BEGIN Source data

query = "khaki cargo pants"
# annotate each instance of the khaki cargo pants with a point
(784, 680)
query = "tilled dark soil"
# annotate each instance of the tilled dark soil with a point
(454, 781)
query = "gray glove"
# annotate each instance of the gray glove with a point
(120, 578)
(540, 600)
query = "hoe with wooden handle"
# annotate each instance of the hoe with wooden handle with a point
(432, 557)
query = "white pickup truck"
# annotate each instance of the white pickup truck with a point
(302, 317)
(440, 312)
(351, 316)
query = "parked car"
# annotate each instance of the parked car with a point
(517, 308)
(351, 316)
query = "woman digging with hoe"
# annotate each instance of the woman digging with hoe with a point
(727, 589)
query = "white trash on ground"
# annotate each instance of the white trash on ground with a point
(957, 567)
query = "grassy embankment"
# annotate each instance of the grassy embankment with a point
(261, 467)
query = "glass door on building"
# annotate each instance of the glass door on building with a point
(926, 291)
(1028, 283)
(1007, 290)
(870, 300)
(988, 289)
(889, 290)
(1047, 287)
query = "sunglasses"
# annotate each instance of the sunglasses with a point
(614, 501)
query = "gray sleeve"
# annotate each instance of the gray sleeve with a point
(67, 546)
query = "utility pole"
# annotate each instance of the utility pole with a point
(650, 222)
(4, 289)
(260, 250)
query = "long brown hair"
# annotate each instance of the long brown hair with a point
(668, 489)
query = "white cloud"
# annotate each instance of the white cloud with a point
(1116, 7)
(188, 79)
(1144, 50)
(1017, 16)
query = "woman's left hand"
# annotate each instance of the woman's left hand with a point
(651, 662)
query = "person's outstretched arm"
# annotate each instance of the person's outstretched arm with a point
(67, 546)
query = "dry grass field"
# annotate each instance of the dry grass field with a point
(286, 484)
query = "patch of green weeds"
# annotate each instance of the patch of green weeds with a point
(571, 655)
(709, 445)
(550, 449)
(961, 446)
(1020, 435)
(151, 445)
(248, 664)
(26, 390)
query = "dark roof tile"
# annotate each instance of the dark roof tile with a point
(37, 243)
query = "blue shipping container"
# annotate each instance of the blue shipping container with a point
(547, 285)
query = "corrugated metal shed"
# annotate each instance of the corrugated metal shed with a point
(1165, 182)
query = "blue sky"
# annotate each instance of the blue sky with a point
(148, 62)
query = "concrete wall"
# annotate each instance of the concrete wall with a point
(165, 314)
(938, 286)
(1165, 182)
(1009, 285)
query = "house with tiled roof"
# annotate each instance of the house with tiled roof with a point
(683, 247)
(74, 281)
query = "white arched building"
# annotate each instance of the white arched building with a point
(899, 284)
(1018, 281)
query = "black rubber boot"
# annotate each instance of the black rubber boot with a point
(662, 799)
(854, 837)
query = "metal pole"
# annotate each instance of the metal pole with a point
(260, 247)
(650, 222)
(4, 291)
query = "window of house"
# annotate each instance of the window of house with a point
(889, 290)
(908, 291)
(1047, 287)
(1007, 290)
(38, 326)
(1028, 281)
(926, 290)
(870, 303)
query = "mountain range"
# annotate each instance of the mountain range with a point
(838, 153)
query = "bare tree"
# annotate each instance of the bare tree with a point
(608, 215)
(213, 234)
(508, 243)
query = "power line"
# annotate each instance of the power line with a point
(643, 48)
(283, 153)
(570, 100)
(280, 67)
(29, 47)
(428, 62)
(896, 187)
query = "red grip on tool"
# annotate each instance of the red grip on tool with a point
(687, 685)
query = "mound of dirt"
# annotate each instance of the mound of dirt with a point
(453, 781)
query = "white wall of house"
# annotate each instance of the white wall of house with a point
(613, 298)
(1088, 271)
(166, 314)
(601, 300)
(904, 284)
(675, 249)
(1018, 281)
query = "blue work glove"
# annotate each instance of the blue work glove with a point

END Source data

What you need to do:
Restate each record word for word.

Task answer:
query = "khaki cargo pants"
# annotate each instance of the khaki cargo pants with a point
(784, 680)
query = "tilled dark soil"
# annotate each instance of the tilled dark soil with a point
(454, 781)
query = "gray glove"
# annotate each instance of the gray glove with a point
(120, 578)
(540, 600)
query = "hoe with wooden handle"
# annotate each instance of the hoe with wooden handle with a point
(432, 557)
query = "white pickup truck"
# annotate each instance of the white pickup truck with a point
(302, 317)
(440, 312)
(351, 316)
query = "parked car"
# annotate each instance of the parked car with a point
(517, 308)
(351, 316)
query = "woman digging with hoe"
# annotate each instance of the woman digging with hoe with a point
(727, 589)
query = "white trash on ground"
# annotate each instance of the white trash on ground with a point
(957, 567)
query = "grassy embankment"
# annotate each instance of the grassy embankment with a point
(261, 467)
query = "glass door on building"
# annotate each instance of the glass door on building with a point
(926, 291)
(1028, 283)
(1007, 290)
(870, 300)
(988, 289)
(889, 290)
(1047, 287)
query = "sunglasses"
# annotate each instance of the sunglasses with a point
(614, 501)
query = "gray sleeve"
# annotate each instance of the gray sleeve with a point
(67, 546)
query = "utility pole"
# annotate each instance of the utility pole with a point
(650, 222)
(4, 289)
(260, 250)
query = "long brown hair"
# annotate each instance of the long brown hair with a point
(668, 489)
query = "white cloud"
# annotate each instance of the white cloud with a point
(1116, 7)
(188, 79)
(1144, 50)
(1017, 16)
query = "woman's left hand"
# annotate each instance of the woman's left hand with a point
(651, 662)
query = "person's outstretched arm"
# annotate each instance of the person's outstretched arm with a point
(67, 546)
query = "dry grass field"
# annotate each instance of the dry grass field with a point
(286, 484)
query = "patch of green weeds"
# annotate each instance of the patch of green weeds with a point
(571, 655)
(709, 445)
(550, 449)
(961, 446)
(1020, 435)
(151, 445)
(248, 664)
(26, 390)
query = "dark roof tile"
# annotate each instance of the dark roof tile with a point
(37, 243)
query = "blue shipping container"
# annotate each instance of the blue shipping container with a point
(547, 285)
query = "corrugated metal shed"
# annotate each instance of the corrugated metal shed with a point
(1165, 182)
query = "blue sky"
# annotate each instance of the blue sky with a point
(148, 62)
query = "concrete wall"
# annotate each instance of the concrete wall with a point
(165, 314)
(938, 286)
(1165, 182)
(1009, 285)
query = "house with tiled roof"
# annotate each instance of the house with tiled roof with a point
(683, 247)
(74, 281)
query = "white arched building"
# annotate each instance of the white arched building with a point
(899, 284)
(1018, 281)
query = "black rubber boot"
# annotate each instance of the black rubber boot with a point
(662, 799)
(854, 837)
query = "metal pole"
# annotate each instance of the metal pole with a point
(260, 247)
(650, 222)
(4, 291)
query = "window of house"
# annotate each instance of the window of house with a point
(889, 290)
(908, 291)
(1047, 287)
(1007, 290)
(38, 326)
(1028, 281)
(926, 290)
(870, 303)
query = "mountain range"
# annotate each instance of the mountain range with a point
(838, 153)
query = "bare tree"
# annotate each instance of the bare tree with a point
(608, 215)
(213, 234)
(508, 243)
query = "power line"
# annotate each instance of the power line with a point
(643, 48)
(283, 153)
(570, 100)
(280, 67)
(29, 47)
(428, 62)
(896, 187)
query = "red grip on tool"
# annotate each instance of the red grip on tool with a point
(687, 685)
query = "mound of dirt"
# annotate each instance of the mound of dirt with a point
(453, 781)
query = "white wall of house"
# annotate each instance of the white wall of house with a point
(613, 298)
(1088, 271)
(166, 314)
(601, 300)
(904, 284)
(675, 249)
(1018, 281)
query = "blue work glove"
# annotate each instance of the blue work glove with a point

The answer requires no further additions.